● **WHAT YOU ARE ASKED TO DO**: Reproduce exactly the lines from the one containing "Each instance receives one keypoint. Mark the glass door" through the last line of the data, both ends included.

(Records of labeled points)
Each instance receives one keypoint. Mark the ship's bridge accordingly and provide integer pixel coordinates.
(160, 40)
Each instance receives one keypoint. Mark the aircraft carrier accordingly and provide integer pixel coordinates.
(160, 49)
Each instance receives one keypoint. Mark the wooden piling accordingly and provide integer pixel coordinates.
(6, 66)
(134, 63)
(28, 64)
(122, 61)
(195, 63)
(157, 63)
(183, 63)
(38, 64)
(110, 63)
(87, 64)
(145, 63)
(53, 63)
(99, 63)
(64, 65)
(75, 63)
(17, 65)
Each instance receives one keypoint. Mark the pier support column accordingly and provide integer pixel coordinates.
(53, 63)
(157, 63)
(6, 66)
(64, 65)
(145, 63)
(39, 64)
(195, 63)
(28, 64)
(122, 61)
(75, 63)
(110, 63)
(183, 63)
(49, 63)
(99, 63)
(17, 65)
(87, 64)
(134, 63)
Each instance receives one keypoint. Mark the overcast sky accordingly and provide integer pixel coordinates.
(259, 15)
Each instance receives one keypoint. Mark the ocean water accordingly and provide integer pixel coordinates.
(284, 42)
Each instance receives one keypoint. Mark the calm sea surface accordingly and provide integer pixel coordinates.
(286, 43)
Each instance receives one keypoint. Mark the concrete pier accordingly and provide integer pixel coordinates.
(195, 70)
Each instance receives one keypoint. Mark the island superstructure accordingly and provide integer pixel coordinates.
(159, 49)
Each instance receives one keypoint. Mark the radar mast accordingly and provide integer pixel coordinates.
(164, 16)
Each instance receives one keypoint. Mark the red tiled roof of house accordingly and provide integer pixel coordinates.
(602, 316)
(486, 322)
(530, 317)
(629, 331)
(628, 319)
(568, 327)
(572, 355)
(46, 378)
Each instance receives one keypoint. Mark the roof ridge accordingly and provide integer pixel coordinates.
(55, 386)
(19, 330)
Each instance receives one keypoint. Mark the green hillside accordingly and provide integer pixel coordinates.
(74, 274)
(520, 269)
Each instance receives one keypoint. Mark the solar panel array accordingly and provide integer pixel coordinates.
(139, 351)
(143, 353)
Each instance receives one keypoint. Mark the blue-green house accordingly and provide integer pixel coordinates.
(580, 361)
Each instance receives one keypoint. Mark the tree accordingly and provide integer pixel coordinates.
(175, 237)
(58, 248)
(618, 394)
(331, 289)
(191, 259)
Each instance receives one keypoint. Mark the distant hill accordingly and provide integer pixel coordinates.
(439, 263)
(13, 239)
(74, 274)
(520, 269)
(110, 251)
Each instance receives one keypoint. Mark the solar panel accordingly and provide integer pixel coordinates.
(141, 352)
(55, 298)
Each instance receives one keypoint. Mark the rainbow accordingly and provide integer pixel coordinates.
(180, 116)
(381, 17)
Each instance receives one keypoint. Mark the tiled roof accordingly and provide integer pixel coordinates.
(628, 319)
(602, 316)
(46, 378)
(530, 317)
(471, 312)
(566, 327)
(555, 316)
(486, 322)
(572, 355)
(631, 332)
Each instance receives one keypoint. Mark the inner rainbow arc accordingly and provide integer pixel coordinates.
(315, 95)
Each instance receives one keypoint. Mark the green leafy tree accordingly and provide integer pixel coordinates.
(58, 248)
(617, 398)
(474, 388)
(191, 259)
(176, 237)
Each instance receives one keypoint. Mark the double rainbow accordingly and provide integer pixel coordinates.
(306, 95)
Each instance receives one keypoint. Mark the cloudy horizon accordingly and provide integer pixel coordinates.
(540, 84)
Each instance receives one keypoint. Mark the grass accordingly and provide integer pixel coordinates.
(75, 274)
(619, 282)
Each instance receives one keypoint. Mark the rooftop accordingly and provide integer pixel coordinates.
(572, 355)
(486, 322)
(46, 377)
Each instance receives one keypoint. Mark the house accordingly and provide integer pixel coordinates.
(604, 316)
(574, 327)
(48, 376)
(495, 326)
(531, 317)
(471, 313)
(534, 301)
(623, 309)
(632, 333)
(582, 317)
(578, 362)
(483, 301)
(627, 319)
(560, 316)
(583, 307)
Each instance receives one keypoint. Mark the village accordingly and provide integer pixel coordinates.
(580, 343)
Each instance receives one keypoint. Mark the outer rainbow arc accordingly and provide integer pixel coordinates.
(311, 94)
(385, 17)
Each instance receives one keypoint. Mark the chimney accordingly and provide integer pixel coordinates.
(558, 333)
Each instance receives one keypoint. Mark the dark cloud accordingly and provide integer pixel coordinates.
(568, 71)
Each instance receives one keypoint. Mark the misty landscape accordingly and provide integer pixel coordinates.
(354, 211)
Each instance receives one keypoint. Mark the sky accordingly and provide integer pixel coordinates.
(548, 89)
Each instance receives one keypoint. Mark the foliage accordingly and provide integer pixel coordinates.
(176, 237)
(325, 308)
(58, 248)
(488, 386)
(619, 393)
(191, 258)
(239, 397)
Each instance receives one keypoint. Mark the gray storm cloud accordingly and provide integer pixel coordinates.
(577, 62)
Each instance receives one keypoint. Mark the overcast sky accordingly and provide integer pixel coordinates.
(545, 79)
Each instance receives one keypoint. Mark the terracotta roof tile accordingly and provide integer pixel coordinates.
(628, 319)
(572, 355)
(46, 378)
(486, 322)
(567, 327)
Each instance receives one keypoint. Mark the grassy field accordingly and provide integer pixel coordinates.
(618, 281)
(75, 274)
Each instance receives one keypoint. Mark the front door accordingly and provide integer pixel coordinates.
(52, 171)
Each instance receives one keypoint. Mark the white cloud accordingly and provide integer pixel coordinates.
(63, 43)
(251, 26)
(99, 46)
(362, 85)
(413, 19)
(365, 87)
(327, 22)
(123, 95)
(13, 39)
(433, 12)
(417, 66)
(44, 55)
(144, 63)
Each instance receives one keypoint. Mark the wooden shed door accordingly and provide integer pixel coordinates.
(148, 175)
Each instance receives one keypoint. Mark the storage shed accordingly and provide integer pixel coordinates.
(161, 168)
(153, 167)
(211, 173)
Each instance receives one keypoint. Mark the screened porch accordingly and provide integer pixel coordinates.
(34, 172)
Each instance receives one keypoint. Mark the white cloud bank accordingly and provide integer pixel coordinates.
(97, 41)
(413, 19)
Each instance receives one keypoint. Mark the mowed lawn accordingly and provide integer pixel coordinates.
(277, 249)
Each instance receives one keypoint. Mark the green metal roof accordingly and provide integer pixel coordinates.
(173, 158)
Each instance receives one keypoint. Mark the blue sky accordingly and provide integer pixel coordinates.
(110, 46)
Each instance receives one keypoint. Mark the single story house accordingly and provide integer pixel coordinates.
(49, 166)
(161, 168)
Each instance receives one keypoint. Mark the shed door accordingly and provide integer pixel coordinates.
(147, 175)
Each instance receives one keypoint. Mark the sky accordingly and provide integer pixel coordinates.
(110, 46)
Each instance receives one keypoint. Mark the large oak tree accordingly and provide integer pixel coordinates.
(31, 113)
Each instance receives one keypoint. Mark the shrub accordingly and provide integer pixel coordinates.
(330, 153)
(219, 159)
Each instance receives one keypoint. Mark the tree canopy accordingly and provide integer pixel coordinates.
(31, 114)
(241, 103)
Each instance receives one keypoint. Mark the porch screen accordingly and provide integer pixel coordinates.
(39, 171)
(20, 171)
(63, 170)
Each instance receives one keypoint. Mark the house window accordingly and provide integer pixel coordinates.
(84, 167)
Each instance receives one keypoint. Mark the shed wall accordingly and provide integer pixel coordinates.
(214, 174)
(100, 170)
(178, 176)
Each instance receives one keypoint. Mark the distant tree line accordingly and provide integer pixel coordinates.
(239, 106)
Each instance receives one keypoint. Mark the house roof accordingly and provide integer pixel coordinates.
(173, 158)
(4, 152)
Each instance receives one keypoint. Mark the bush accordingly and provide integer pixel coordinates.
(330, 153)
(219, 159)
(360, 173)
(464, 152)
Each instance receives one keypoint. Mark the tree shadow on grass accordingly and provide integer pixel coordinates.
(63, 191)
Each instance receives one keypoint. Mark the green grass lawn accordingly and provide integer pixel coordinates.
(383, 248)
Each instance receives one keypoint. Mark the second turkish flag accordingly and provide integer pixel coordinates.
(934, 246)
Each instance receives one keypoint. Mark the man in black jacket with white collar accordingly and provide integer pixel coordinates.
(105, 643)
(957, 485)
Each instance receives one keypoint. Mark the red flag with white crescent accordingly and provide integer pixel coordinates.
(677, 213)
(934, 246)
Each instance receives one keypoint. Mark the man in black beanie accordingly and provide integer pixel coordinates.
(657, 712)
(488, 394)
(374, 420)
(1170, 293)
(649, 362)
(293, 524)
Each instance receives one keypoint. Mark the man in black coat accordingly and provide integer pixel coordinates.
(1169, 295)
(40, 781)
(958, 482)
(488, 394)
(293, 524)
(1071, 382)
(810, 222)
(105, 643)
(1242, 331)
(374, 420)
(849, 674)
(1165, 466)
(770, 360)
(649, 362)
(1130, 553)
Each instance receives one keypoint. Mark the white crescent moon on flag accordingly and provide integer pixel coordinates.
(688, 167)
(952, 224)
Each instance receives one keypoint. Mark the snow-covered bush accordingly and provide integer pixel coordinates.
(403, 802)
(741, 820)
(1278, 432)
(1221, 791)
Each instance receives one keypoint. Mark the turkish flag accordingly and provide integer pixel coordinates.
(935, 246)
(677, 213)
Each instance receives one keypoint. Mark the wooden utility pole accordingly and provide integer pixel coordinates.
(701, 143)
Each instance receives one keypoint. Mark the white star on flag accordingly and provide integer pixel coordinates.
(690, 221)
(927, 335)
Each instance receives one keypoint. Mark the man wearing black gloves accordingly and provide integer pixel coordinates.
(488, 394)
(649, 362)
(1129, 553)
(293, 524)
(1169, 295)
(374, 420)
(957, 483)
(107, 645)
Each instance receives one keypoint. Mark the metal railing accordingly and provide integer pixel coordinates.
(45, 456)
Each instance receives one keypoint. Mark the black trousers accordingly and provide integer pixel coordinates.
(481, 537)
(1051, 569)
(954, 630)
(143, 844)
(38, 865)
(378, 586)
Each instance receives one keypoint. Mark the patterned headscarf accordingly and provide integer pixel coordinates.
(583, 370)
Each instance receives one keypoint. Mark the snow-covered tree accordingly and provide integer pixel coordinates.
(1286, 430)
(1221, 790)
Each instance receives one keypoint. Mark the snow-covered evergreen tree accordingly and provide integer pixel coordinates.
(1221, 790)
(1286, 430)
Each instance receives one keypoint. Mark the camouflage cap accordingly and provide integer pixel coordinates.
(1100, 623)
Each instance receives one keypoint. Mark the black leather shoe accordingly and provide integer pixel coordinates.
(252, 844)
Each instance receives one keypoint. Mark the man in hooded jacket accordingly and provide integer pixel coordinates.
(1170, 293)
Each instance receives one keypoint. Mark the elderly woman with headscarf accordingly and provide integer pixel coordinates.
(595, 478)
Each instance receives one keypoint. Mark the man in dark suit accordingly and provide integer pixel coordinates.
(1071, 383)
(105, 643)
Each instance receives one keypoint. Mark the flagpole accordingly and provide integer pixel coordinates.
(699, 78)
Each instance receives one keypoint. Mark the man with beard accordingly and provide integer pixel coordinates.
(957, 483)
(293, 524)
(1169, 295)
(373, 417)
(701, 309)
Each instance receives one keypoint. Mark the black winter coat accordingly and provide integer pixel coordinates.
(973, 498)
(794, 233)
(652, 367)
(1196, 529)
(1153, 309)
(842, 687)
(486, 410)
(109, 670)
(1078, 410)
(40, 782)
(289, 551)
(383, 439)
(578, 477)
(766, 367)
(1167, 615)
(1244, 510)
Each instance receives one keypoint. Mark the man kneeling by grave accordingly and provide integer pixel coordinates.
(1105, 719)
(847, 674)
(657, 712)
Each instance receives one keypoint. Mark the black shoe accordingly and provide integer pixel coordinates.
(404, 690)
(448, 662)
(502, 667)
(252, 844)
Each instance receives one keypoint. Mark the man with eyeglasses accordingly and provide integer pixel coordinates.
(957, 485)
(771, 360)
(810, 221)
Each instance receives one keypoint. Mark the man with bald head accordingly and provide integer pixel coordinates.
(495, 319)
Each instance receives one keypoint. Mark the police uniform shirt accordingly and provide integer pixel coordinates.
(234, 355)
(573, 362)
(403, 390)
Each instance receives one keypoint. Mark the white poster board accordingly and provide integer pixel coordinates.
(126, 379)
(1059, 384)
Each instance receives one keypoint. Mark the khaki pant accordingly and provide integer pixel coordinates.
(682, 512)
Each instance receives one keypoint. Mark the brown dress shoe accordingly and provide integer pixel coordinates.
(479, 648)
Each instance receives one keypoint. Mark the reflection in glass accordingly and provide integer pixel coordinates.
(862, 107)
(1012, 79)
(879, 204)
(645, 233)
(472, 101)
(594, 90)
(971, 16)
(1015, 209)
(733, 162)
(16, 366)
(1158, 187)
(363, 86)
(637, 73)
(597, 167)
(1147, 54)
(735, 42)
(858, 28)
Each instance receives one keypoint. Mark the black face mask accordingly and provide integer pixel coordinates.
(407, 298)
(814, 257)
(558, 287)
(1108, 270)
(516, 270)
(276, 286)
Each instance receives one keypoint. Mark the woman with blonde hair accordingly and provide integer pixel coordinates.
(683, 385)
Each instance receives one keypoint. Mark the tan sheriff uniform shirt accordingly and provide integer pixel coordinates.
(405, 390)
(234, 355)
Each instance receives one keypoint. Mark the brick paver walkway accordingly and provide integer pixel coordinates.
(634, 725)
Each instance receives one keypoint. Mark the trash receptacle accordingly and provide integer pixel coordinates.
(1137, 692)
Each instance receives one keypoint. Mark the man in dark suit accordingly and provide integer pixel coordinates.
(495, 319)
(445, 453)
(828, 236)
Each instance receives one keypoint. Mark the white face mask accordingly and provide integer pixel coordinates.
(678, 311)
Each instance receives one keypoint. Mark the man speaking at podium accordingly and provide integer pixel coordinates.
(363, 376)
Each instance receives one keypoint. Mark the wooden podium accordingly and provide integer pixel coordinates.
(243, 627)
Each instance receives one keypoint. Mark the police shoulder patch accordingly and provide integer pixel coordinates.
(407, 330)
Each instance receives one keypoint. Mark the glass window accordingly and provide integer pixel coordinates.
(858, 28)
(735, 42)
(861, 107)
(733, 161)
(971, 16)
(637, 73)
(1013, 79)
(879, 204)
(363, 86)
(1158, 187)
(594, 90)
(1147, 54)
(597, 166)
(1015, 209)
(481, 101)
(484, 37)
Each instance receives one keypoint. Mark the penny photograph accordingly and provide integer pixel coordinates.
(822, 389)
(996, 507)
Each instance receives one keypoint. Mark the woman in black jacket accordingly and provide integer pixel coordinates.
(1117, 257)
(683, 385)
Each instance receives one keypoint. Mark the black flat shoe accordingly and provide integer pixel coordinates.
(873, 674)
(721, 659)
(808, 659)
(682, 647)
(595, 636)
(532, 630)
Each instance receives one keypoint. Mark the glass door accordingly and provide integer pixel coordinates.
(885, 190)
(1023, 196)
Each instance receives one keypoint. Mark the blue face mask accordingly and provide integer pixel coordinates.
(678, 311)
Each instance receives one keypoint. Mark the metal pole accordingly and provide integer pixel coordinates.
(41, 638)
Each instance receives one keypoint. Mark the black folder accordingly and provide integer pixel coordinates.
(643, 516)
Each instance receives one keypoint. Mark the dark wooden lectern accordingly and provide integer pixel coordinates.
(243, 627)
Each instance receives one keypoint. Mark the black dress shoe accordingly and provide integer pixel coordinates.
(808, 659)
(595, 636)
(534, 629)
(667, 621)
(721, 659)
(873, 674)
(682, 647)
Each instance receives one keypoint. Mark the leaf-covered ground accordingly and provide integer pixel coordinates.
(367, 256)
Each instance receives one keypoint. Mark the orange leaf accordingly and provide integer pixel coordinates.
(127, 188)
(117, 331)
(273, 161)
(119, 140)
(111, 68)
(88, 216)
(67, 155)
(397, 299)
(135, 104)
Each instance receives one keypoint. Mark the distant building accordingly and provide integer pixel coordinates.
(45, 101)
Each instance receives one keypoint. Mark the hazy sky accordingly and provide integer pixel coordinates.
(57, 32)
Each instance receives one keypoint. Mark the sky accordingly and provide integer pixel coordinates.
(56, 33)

● **ANSWER TO THE TASK**:
Each instance receives one keypoint. Mark the glass door accordingly and provide integer pixel coordinates.
(885, 190)
(1023, 196)
Each instance receives one keypoint. Mark the blue face mask accordingly and provide integer pixel coordinates.
(678, 311)
Each instance receives one keypoint. Mark the metal pole accordingly and provide integer pixel coordinates.
(41, 638)
Each instance receives one keypoint. Mark the black folder accordingly and provide integer pixel coordinates.
(643, 516)
Each instance receives one keypoint. Mark the dark wooden lectern accordingly and provide integer pixel coordinates.
(243, 627)
Each instance receives one keypoint. Mark the black dress shoe accordingly and provide integer pixel coordinates.
(808, 659)
(595, 636)
(534, 629)
(667, 621)
(721, 659)
(873, 674)
(682, 647)
Each instance receives one keypoint. Mark the leaf-covered ground accordingly and provide integer pixel coordinates.
(367, 256)
Each instance receives one keypoint. Mark the orange leaf accordingly and provide integer pixel coordinates.
(127, 188)
(117, 331)
(273, 161)
(119, 140)
(111, 68)
(88, 216)
(67, 155)
(397, 299)
(135, 104)
Each instance receives one keypoint. Mark the distant building accordingly and provide integer pixel coordinates.
(45, 101)
Each instance receives one keypoint. Mark the hazy sky accordingly and provide integer pixel coordinates.
(57, 32)
Each instance receives one keypoint. Mark the sky accordingly and provide integer pixel coordinates.
(56, 33)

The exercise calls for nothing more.